┌────────

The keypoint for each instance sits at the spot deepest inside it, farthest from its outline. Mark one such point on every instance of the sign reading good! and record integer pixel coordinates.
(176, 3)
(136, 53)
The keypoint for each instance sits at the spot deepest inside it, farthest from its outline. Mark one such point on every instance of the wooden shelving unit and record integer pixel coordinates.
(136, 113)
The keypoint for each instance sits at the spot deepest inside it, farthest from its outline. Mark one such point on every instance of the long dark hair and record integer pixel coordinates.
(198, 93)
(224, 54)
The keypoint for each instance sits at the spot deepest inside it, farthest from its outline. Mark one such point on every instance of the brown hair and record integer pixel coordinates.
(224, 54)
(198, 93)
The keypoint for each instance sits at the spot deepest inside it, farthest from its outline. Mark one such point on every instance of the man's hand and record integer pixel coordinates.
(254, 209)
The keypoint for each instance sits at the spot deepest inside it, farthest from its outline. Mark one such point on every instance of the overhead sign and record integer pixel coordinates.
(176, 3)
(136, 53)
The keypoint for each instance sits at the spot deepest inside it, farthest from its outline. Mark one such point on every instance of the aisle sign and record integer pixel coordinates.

└────────

TASK GOAL ▸
Repeat exactly the lines from the line containing "unit and record integer pixel coordinates." through the last line of the records above, including both, and nothing else.

ANSWER FOR THE TASK ▸
The keypoint for each instance sits at the spot deepest inside it, farthest from its outline. Mark one such point on every instance of the wooden shelving unit and record integer pixel coordinates.
(136, 113)
The keypoint for each instance sits at the spot deepest inside it, farthest from its outline. Mark one such point on every instance of the long dark hair and record integer pixel coordinates.
(198, 93)
(224, 54)
The keypoint for each instance sits at the spot deepest inside it, farthest from its outline. Mark one such point on every instance of the brown hair and record integer pixel coordinates.
(224, 54)
(198, 93)
The keypoint for each instance sits at the spot deepest inside it, farthest from its outline. Mark one such point on every instance of the man's hand and record integer pixel coordinates.
(254, 209)
The keypoint for each instance sits at the spot deepest inside it, farthest from its outline. Mark one such point on every instance of the overhead sign and record integer pixel coordinates.
(176, 3)
(136, 53)
The keypoint for each instance sits at the spot deepest inside it, farthest from its outline. Mark one such point on every instance of the aisle sign and record integer pixel coordinates.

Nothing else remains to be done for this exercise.